**GIVEN EXERCISE:** Rewrite the lines of the records below as a JSON list of strings, one string per line with blank lines omitted, covering only the line that contains "For the evaluation set, point out every instance of the tree" through the end of the records, inclusive.

**DATA ROWS:**
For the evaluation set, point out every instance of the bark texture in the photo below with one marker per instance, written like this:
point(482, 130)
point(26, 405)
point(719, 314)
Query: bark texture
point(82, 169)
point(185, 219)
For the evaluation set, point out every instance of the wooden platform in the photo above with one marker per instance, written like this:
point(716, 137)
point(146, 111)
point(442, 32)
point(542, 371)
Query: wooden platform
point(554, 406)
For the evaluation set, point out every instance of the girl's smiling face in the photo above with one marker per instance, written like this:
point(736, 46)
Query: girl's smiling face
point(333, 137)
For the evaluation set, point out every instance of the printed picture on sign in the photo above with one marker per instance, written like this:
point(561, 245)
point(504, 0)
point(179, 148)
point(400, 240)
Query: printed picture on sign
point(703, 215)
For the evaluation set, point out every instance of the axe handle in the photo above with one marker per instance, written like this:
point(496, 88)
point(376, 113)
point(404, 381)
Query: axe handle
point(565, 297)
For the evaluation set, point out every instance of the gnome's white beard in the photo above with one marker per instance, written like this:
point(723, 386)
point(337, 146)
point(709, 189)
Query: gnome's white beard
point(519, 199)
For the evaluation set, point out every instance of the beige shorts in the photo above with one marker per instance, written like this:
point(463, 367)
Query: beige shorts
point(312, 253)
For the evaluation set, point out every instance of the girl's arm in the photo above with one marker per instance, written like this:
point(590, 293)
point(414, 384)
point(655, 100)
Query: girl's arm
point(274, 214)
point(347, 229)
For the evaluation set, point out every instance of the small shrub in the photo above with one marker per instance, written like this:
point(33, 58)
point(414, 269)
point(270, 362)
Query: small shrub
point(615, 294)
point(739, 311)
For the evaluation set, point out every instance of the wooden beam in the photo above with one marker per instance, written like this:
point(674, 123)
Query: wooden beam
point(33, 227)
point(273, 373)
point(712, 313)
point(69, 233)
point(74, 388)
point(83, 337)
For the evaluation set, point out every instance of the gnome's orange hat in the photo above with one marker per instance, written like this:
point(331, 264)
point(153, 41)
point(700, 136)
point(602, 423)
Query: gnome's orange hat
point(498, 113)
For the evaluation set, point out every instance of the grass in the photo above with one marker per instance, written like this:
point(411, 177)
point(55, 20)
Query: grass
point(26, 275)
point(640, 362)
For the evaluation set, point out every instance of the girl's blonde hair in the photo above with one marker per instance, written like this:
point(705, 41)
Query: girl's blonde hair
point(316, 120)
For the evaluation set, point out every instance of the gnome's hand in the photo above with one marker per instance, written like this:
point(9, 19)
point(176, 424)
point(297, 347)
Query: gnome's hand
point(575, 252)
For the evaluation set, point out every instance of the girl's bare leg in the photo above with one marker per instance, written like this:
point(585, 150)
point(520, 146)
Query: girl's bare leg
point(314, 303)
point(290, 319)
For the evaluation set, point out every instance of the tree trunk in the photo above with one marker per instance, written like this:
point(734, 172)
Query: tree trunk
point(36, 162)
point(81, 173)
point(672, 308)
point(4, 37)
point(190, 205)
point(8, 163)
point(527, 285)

**ANSWER TO THE EXERCISE:**
[
  "For the evaluation set, point out every instance of the tree trunk in the photo above with one marker per instance, written like this:",
  "point(734, 172)",
  "Query: tree trunk",
  "point(36, 162)",
  "point(81, 173)",
  "point(672, 308)",
  "point(4, 37)",
  "point(190, 205)",
  "point(8, 163)",
  "point(527, 285)"
]